- [Work to complete]
In the post below about persisting before or after a checkpoint, what happens to the IDs when a partition is recomputed without a checkpoint?

- [Text to read]

──────────────────────────────

You are viewing a plain text version of this content. The canonical link for it is here.

Posted to user@spark.apache.org by Shay Seng <sh...@urbanengines.com> on 2014/09/24 21:26:44 UTC

persist before or after checkpoint?

Hey,

I actually have 2 question

(1)  I want to generate unique IDs for each RDD element and I want to
assign them in parallel so I do

rdd.mapPartitionsWithIndex((index, s) => {
      var count = 0L
      s.zipWithIndex.map {
        case (t, i) => {
          count += 1
          (index * GLOBAL.MAX_PARTITION_SIZE + i, t)
        }
      }
  })

This works ok, but we noticed that unless we checkpoint, if a partition is
recomputed, the IDs will get messed up.

Question 1: is there a better way to create unique IDs in a distributed way?

──────────────────────────────

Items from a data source
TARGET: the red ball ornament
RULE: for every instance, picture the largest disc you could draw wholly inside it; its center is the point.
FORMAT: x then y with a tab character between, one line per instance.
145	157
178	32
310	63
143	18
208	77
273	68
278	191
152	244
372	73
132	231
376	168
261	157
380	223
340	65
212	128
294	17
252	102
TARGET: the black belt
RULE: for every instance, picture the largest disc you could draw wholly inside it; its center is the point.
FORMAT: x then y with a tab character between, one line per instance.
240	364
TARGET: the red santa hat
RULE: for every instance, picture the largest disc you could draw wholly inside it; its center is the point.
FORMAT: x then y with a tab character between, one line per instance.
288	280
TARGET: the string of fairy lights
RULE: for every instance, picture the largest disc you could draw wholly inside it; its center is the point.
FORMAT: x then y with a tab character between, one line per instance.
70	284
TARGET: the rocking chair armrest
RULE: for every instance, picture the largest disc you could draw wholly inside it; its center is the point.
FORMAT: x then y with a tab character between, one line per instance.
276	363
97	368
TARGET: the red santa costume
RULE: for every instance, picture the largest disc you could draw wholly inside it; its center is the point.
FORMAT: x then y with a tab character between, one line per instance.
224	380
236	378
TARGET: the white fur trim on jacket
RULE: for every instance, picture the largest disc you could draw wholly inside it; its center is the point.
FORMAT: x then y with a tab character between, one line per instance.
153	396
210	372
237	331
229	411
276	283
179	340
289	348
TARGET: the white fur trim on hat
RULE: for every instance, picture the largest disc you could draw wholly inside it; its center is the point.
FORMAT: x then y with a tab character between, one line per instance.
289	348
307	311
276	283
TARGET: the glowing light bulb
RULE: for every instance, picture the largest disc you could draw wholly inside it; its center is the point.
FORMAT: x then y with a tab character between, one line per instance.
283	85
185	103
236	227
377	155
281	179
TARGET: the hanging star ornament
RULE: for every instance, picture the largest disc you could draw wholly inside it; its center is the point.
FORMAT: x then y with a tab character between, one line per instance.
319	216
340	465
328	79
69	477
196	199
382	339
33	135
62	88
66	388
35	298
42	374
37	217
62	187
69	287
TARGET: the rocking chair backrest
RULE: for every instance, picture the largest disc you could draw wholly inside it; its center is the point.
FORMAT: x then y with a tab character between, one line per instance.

──────────────────────────────

- [The solution]
The IDs get messed up.